What you have to do:
Below is a block of data; give all of it again word for word.

Lines of data:

-- START --

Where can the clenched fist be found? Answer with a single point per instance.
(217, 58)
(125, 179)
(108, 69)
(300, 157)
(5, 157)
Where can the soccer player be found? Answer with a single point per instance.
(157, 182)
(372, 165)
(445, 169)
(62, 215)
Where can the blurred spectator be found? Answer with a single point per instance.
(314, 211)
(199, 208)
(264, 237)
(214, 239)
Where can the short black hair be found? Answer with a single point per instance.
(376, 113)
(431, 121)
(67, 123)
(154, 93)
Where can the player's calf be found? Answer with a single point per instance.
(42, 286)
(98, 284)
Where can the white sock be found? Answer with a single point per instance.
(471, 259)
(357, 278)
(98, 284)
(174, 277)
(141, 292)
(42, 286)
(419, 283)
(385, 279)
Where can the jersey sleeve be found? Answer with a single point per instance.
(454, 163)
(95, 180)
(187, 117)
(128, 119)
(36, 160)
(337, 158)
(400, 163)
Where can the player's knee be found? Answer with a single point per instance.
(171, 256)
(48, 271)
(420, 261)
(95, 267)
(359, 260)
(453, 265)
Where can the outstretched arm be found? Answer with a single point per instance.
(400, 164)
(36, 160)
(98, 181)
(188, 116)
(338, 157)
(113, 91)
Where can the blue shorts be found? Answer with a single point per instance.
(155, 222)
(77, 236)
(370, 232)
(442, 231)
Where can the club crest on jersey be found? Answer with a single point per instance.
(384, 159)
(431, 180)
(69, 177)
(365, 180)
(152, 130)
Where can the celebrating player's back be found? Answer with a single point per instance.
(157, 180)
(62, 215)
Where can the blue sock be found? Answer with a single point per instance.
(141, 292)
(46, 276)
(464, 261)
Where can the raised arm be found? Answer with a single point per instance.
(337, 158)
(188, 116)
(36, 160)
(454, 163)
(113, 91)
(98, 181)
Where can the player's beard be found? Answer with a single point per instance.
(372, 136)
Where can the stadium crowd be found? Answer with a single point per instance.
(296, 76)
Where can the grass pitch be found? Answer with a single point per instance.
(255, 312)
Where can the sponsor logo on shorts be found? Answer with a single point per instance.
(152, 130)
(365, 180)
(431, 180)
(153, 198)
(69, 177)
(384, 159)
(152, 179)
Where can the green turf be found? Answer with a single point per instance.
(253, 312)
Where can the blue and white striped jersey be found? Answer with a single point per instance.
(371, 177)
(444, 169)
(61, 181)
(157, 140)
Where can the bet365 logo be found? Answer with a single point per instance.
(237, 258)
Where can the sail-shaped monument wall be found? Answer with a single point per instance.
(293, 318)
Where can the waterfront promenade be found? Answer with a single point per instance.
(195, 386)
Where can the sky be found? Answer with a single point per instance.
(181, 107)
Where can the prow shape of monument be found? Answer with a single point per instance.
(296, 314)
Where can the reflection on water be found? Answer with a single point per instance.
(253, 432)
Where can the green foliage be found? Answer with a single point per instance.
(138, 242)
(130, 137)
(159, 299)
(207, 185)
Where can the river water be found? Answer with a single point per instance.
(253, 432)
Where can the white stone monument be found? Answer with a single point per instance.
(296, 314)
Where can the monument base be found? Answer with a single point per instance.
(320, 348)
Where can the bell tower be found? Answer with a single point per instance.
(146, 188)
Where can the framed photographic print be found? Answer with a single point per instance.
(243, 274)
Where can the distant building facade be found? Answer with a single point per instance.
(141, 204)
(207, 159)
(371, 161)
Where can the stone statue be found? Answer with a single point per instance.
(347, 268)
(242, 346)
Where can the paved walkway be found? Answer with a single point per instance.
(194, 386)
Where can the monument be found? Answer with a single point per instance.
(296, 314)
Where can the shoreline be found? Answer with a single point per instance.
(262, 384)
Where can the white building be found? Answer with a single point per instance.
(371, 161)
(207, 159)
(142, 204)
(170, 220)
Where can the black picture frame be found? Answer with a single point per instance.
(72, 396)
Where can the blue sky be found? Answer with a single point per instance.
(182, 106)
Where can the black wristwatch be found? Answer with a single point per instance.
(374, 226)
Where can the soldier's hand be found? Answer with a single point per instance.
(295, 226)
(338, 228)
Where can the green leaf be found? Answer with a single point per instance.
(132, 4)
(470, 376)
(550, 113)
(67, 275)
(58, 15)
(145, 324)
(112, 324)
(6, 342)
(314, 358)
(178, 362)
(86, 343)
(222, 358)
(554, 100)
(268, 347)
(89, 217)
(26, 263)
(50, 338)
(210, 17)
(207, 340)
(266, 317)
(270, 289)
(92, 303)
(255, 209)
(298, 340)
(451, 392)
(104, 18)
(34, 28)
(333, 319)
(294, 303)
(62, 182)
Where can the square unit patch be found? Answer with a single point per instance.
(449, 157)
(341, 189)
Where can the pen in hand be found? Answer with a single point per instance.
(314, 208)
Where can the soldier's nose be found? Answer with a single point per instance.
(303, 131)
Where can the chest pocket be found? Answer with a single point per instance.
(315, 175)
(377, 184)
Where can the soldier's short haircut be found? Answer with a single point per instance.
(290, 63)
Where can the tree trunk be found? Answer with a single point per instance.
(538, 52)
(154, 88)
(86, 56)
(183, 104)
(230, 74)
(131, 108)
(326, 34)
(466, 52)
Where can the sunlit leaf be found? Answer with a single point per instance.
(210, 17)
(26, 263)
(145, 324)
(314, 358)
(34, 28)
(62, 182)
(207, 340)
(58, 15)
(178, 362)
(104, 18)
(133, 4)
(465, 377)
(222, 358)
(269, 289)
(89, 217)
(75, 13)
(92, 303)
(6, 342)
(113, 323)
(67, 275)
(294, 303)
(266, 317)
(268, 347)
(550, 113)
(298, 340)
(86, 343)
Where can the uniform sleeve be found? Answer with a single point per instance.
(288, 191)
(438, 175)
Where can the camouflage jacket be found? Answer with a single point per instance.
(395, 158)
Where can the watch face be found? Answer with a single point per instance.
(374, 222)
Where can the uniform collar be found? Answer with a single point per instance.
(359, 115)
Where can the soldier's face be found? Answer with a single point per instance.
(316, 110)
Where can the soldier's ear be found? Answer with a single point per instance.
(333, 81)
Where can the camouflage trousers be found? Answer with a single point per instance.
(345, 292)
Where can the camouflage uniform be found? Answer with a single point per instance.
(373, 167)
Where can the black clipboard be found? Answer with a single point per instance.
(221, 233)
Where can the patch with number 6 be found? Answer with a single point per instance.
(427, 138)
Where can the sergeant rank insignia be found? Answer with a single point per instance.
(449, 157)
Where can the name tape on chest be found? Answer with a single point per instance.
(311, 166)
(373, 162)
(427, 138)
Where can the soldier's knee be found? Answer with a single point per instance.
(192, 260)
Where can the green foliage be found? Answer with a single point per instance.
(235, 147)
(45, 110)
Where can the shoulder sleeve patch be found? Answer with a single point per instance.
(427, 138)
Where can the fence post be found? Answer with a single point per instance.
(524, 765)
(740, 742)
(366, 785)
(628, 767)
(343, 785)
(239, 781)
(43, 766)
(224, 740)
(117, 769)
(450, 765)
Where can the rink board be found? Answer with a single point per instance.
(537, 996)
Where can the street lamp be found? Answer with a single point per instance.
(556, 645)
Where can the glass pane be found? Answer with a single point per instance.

-- END --

In response:
Where can the clenched fist be found? Answer with a single point per instance.
(217, 58)
(125, 179)
(108, 69)
(300, 157)
(5, 157)
Where can the soccer player be found? Answer with a single point per instance.
(157, 182)
(372, 165)
(445, 169)
(62, 215)
Where can the blurred spectator be found? Answer with a single point per instance.
(314, 211)
(199, 208)
(264, 237)
(214, 239)
Where can the short black hair be found? Answer with a single point per instance.
(376, 113)
(431, 121)
(67, 123)
(154, 93)
Where can the player's calf be found? Answer with a single point per instance.
(42, 286)
(98, 284)
Where can the white sock be found? Answer with a single point per instance.
(471, 259)
(357, 278)
(98, 284)
(174, 277)
(141, 292)
(42, 286)
(419, 283)
(385, 279)
Where can the jersey sleeve be found? Answer with a single point per instance.
(454, 163)
(95, 180)
(187, 117)
(128, 119)
(36, 160)
(337, 158)
(400, 163)
Where can the player's knee be found? Answer with a single point per instance.
(171, 256)
(48, 271)
(420, 261)
(95, 267)
(359, 260)
(453, 265)
Where can the outstretched arm be found? Answer with a single point per instance.
(400, 164)
(36, 160)
(98, 181)
(188, 116)
(338, 157)
(113, 91)
Where can the blue shorts be found? Answer with a single point per instance.
(155, 222)
(77, 236)
(370, 232)
(442, 231)
Where can the club crest on jersey be found? Answer with a single point per instance.
(384, 159)
(431, 180)
(69, 177)
(365, 180)
(152, 130)
Where can the celebrating player's back be found? Answer with a single point per instance.
(157, 180)
(62, 215)
Where can the blue sock be found? Answer with a single point per instance.
(141, 292)
(46, 276)
(464, 261)
Where can the raised arm be found? Answer with a single point per instance.
(337, 158)
(188, 116)
(36, 160)
(454, 163)
(113, 91)
(98, 181)
Where can the player's beard be found? Answer with a single point per instance.
(372, 136)
Where can the stadium crowd be found? Answer with a single point per instance.
(296, 76)
Where can the grass pitch be found? Answer with a single point per instance.
(255, 312)
Where can the sponsor logo on shorts be found? Answer with a single point per instance.
(152, 130)
(365, 180)
(431, 180)
(153, 198)
(69, 177)
(384, 159)
(152, 179)
Where can the green turf be found? Answer with a single point per instance.
(253, 312)
Where can the blue and white striped jersey be found? Answer with a single point per instance.
(371, 177)
(444, 169)
(61, 181)
(157, 140)
Where can the bet365 logo be found? Answer with a single point per instance.
(237, 258)
Where can the sail-shaped monument wall be found? Answer with a single point per instance.
(293, 318)
Where can the waterfront promenade be found? Answer with a single point per instance.
(195, 386)
Where can the sky be found? Answer with a single point per instance.
(181, 107)
Where can the prow shape of monument be found? Answer with a single point per instance.
(296, 314)
Where can the reflection on water be found? Answer with a single point per instance.
(253, 432)
Where can the green foliage be found? Answer with a single point per instance.
(138, 242)
(130, 137)
(159, 299)
(207, 185)
Where can the river water be found? Answer with a single point per instance.
(253, 432)
Where can the white stone monument be found? Answer with a single point per instance.
(296, 314)
Where can the monument base be found? Answer with a single point per instance.
(320, 348)
Where can the bell tower be found? Answer with a single point per instance.
(146, 188)
Where can the framed photographic print be found? Answer with a single point per instance.
(243, 274)
Where can the distant building facade be found? Answer with a single point per instance.
(141, 204)
(207, 159)
(371, 161)
Where can the stone statue be found? Answer with a single point per instance.
(347, 268)
(242, 346)
Where can the paved walkway be found? Answer with a single point per instance.
(194, 386)
Where can the monument be found? Answer with a single point per instance.
(296, 314)
Where can the shoreline be found? Answer with a single point per instance.
(262, 384)
Where can the white building be found? Answer with a single point per instance.
(371, 161)
(207, 159)
(142, 204)
(170, 220)
Where can the black picture frame be found? Answer with a single point per instance.
(72, 396)
Where can the blue sky be found? Answer with a single point per instance.
(182, 106)
Where can the black wristwatch be found? Answer with a single point per instance.
(374, 226)
Where can the soldier's hand be found? Answer with a single point per instance.
(295, 226)
(338, 228)
Where can the green leaf be found? Answer with a single point per instance.
(132, 4)
(470, 376)
(550, 113)
(67, 275)
(58, 15)
(145, 324)
(112, 324)
(6, 342)
(314, 358)
(178, 362)
(86, 343)
(222, 358)
(554, 100)
(268, 347)
(89, 217)
(26, 263)
(50, 338)
(210, 17)
(207, 340)
(266, 317)
(270, 289)
(92, 303)
(255, 209)
(298, 340)
(451, 392)
(104, 18)
(34, 28)
(333, 319)
(294, 303)
(62, 182)
Where can the square unit patch be found? Answer with a single point per instance.
(449, 157)
(341, 189)
Where can the pen in hand be found? Answer with a single point per instance.
(314, 208)
Where can the soldier's nose be found? Answer with a single point per instance.
(303, 131)
Where can the chest pocket be found? Answer with a single point per instance.
(315, 175)
(377, 184)
Where can the soldier's short haircut be found? Answer with a single point per instance.
(290, 63)
Where can the tree trunk be found? Answer with a single point per instance.
(538, 52)
(154, 88)
(86, 56)
(183, 104)
(230, 74)
(131, 108)
(326, 34)
(466, 52)
Where can the sunlit leaf be found? Answer with a single point per instance.
(210, 17)
(26, 263)
(145, 324)
(314, 358)
(34, 28)
(62, 182)
(207, 340)
(58, 15)
(178, 362)
(104, 18)
(133, 4)
(465, 377)
(222, 358)
(269, 289)
(89, 217)
(75, 13)
(92, 303)
(6, 342)
(113, 323)
(67, 275)
(294, 303)
(266, 317)
(268, 347)
(550, 113)
(298, 340)
(86, 343)
Where can the uniform sleeve be found? Answer with a single point per instance.
(288, 191)
(438, 175)
Where can the camouflage jacket be found? Answer with a single point per instance.
(395, 158)
Where can the watch face be found? Answer with a single point per instance.
(374, 222)
Where can the uniform collar be found? Answer with a single point per instance.
(359, 115)
Where can the soldier's face be found? Answer with a single point per instance.
(316, 110)
Where can the soldier's ear be found? Answer with a single point per instance.
(333, 81)
Where can the camouflage trousers be found? Answer with a single point per instance.
(345, 292)
Where can the camouflage uniform be found? Answer with a single point per instance.
(373, 167)
Where can the black clipboard be found? Answer with a single point per instance.
(221, 233)
Where can the patch with number 6 be found? Answer with a single point per instance.
(427, 138)
Where can the sergeant rank insignia be found? Answer with a single point per instance.
(449, 157)
Where can the name tape on chest be found? Answer with a single point per instance.
(311, 166)
(373, 162)
(427, 138)
Where can the soldier's knee be found? Answer with a single point per instance.
(192, 260)
Where can the green foliage be found? Answer with a single point per instance.
(235, 147)
(45, 110)
Where can the shoulder sleeve patch be found? Answer with a single point per instance.
(427, 138)
Where can the fence post be found? Answer with a single point per instance.
(524, 765)
(740, 742)
(366, 785)
(628, 767)
(343, 785)
(239, 781)
(43, 766)
(224, 740)
(117, 769)
(450, 765)
Where can the rink board be found? Answer with a single point per instance.
(537, 996)
Where can the street lamp be found? Answer with a single point per instance.
(556, 645)
Where can the glass pane be found? Answer with a single point per instance.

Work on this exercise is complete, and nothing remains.